═══ Raw records

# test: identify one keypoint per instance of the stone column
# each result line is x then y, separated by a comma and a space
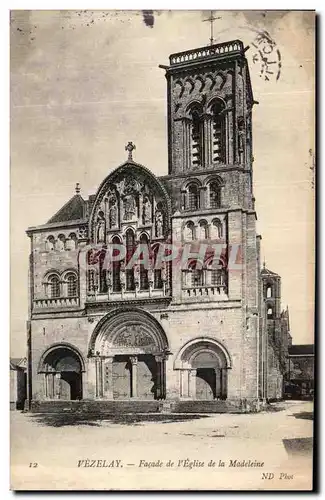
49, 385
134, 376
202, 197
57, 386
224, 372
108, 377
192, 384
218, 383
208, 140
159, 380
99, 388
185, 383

══════
═══ Raw records

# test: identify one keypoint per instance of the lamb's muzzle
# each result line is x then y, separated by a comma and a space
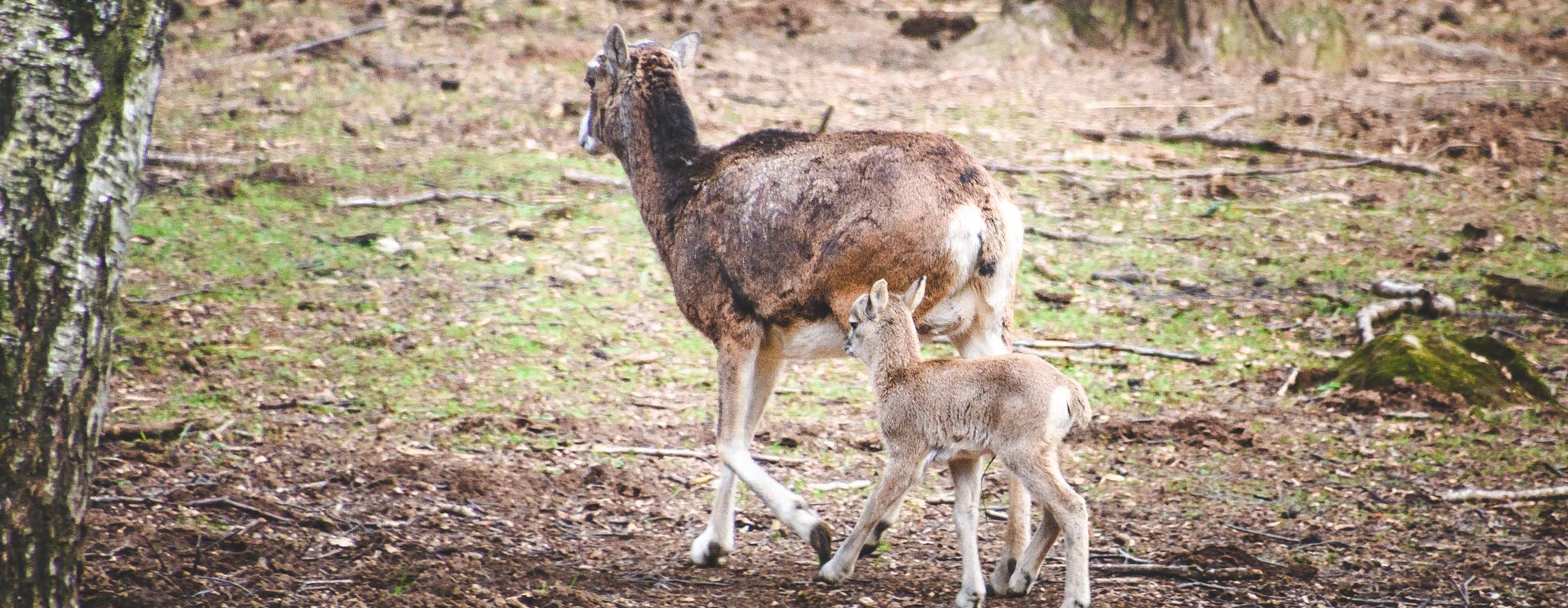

══════

## What to produce
List every line in the records that contains the word "instance". Case matters.

## Exercise result
# test: identify one keypoint per instance of the stone column
# test: identify one keypoint per instance of the lamb's muzzle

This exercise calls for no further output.